===== Exercise data

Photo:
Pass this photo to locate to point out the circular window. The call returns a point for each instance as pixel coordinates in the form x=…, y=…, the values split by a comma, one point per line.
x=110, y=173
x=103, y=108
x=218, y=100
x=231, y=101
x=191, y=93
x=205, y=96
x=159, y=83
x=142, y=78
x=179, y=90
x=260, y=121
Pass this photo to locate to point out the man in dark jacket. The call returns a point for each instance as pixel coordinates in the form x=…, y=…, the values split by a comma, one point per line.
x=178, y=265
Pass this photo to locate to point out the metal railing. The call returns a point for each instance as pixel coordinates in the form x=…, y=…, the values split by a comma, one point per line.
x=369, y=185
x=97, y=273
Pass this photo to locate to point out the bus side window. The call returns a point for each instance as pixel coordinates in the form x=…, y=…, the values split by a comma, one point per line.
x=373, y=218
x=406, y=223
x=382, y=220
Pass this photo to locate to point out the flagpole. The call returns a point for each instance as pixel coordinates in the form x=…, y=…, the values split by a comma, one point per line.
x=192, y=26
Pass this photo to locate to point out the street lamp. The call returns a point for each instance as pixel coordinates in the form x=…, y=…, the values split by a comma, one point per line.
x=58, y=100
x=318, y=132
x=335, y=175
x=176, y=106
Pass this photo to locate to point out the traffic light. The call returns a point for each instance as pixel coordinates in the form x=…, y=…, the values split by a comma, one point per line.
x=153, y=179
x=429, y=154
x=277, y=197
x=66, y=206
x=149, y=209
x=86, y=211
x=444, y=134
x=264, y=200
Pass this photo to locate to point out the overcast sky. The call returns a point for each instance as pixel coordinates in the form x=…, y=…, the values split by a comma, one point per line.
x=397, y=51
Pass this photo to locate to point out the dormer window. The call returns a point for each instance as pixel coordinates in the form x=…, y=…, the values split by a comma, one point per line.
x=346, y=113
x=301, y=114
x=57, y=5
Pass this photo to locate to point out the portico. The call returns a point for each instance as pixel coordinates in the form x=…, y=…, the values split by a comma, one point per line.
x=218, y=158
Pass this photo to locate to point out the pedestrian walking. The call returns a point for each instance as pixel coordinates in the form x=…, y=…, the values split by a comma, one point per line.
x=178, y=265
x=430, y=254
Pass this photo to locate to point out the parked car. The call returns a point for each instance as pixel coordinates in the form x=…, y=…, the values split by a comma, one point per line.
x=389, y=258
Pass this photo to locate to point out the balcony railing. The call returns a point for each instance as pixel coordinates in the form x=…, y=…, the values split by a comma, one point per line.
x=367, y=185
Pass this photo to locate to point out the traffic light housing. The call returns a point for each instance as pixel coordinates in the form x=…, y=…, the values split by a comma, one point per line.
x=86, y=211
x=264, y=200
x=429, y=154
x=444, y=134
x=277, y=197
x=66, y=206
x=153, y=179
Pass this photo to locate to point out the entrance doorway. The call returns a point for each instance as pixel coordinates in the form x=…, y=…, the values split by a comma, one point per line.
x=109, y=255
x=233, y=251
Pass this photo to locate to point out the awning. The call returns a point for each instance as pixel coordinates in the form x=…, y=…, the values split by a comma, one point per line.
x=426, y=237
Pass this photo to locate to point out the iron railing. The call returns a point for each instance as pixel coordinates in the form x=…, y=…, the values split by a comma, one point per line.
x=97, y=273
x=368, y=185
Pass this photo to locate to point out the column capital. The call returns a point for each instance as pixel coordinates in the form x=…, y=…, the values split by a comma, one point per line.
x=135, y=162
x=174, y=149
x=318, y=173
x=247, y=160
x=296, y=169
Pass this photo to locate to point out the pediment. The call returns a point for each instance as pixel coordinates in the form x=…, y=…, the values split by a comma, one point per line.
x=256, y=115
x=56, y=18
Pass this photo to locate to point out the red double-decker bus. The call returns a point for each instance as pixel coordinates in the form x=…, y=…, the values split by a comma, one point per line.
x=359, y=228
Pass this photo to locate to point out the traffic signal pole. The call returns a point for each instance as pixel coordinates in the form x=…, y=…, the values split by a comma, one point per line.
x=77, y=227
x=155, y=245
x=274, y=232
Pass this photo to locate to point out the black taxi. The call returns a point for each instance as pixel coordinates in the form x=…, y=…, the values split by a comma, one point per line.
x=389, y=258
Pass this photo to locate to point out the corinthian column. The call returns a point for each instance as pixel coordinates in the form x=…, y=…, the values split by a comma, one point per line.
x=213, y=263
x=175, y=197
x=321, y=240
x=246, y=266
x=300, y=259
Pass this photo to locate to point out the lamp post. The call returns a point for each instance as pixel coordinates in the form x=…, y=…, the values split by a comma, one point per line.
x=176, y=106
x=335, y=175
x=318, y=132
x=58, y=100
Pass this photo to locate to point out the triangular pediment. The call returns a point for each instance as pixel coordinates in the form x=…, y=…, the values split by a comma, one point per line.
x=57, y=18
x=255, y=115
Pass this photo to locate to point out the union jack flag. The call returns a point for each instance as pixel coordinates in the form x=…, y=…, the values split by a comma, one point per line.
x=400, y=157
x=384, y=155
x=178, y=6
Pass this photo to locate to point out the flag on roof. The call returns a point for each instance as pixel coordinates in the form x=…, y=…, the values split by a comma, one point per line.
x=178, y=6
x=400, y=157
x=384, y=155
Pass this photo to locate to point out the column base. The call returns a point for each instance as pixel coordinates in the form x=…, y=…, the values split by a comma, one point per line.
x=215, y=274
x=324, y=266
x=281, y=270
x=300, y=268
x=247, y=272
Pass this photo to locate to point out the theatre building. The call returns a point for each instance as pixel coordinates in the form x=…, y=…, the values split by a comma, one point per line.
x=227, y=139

==========

To do =>
Copy out every item above verbatim, keeping each line in its original order and wording.

Task answer =>
Photo:
Pass this photo to locate to point out the circular window. The call returns a point for each instance as pixel coordinates in the form x=…, y=…, the values split by a comma, one point per line.
x=110, y=173
x=103, y=108
x=218, y=100
x=231, y=101
x=191, y=93
x=205, y=96
x=159, y=83
x=142, y=78
x=179, y=90
x=260, y=121
Pass this photo to locate to point out the man in dark jacket. The call returns a point for each instance as pixel coordinates in the form x=…, y=…, the values split by a comma, one point per line.
x=178, y=265
Pass this photo to locate to point out the metal railing. The call returns a point for each instance as pixel coordinates in the form x=…, y=…, the values split by a comma, one point per line.
x=369, y=185
x=97, y=273
Pass this photo to locate to point out the bus side window. The call returns a point for each instance as pixel coordinates in the form x=…, y=…, the values split by a comma, one point per line.
x=373, y=218
x=406, y=223
x=382, y=220
Pass this photo to locate to point out the flagpole. The call returns a point for each instance as pixel coordinates in the form x=…, y=…, the values split by a comma, one point per line.
x=192, y=26
Pass this photo to locate to point out the street lamp. The call returns a point for each instance as pixel coordinates in the form x=…, y=…, the values split by a comma, one point per line.
x=58, y=100
x=318, y=132
x=335, y=175
x=176, y=106
Pass this photo to locate to point out the traffic light. The call returns a point for each instance as pixel coordinates in the form x=…, y=…, the values split by a comma, one point per line.
x=153, y=179
x=429, y=154
x=277, y=197
x=66, y=206
x=149, y=209
x=86, y=211
x=444, y=134
x=264, y=200
Pass this photo to locate to point out the overcast sky. The call returns a point for each instance as pixel coordinates in the form x=…, y=…, the values split by a comma, one point per line.
x=397, y=51
Pass this photo to locate to point out the dormer window. The call returns a point for each instance as pixel coordinates in the form x=…, y=…, the values split by a comma, one point per line.
x=346, y=113
x=301, y=114
x=57, y=5
Pass this photo to locate to point out the portico. The call returns a point for each instance as pixel coordinates in the form x=…, y=…, the values split by a comma, one point per line.
x=218, y=158
Pass this photo to locate to point out the pedestrian walking. The call returns a point for each instance as pixel coordinates in the form x=…, y=…, the values split by a comma, one point per line.
x=178, y=265
x=430, y=254
Pass this photo to locate to point out the parked car. The call returns a point for each instance as pixel coordinates in the form x=…, y=…, the values split by a comma, one point per line.
x=389, y=258
Pass this photo to locate to point out the balcony railing. The call returns a point for each instance as pixel coordinates in the form x=…, y=…, the values split by a comma, one point per line.
x=367, y=185
Pass this photo to locate to point out the traffic light housing. The call returns a point for each instance as pixel coordinates in the form x=…, y=…, the values split by a comma, one point per line.
x=86, y=211
x=264, y=200
x=429, y=154
x=444, y=134
x=277, y=197
x=66, y=206
x=153, y=179
Pass this photo to locate to point out the entrance doorway. The call returns a point for each instance as pixel coordinates in the form x=…, y=…, the values split by a comma, one point per line.
x=109, y=255
x=233, y=251
Pass this photo to locate to point out the awning. The call returns a point for each instance as pixel coordinates in the form x=…, y=…, the values split by a comma, one point per line.
x=426, y=237
Pass this photo to locate to point out the iron railing. The call returns a point for each instance as pixel coordinates in the form x=…, y=…, the values split by a comma, one point per line.
x=97, y=273
x=368, y=185
Pass this photo to locate to point out the column capital. The call returns a point for each instance as pixel coordinates in the form x=…, y=…, the values split by a comma, one point per line.
x=135, y=162
x=174, y=149
x=318, y=173
x=247, y=160
x=296, y=169
Pass this photo to locate to point out the pediment. The call returns a point for each instance as pixel coordinates in the form x=…, y=…, the values split by a comma, one point per line.
x=256, y=115
x=56, y=18
Pass this photo to locate to point out the red double-decker bus. The call returns a point for each instance as pixel coordinates in the form x=…, y=…, the values split by a comma, one point per line.
x=359, y=228
Pass this photo to locate to point out the traffic signal pole. The call returns a point for each instance as pixel coordinates in the form x=…, y=…, the values split by a comma, one point per line.
x=77, y=227
x=155, y=245
x=274, y=232
Pass this photo to locate to point out the black taxi. The call returns a point for each instance as pixel coordinates in the form x=…, y=…, the values split by a comma, one point per line.
x=389, y=258
Pass this photo to locate to point out the corinthian column. The call returns a point for each instance as pixel coordinates in the form x=…, y=…, the values split by a comma, one point per line.
x=213, y=263
x=175, y=197
x=321, y=240
x=246, y=266
x=300, y=259
Pass this photo to locate to point out the lamp post. The call returns a point for each instance as pixel coordinates in the form x=…, y=…, the values split by a comma, one point per line.
x=176, y=106
x=335, y=175
x=318, y=132
x=58, y=100
Pass this photo to locate to point out the triangular pediment. The call returns a point for each instance as pixel coordinates in the form x=…, y=…, the values split by a comma, one point per line.
x=57, y=18
x=255, y=115
Pass this photo to locate to point out the union jack flag. The call returns a point for each instance as pixel coordinates in the form x=…, y=…, the values split by a comma, one point per line.
x=400, y=157
x=384, y=155
x=178, y=6
Pass this photo to locate to point out the flag on roof. The call returns a point for each instance as pixel coordinates in the form x=…, y=…, the values split by a comma, one point per line.
x=178, y=6
x=400, y=157
x=384, y=155
Pass this photo to locate to point out the column base. The call returns a point for each instance as pixel coordinates in the form x=…, y=…, the values split by a comma, one point per line.
x=215, y=274
x=324, y=266
x=281, y=270
x=300, y=268
x=247, y=272
Pass this photo to locate to point out the theatre building. The call returns a point for each instance as pixel coordinates in the form x=…, y=…, the values split by a comma, one point per line.
x=227, y=139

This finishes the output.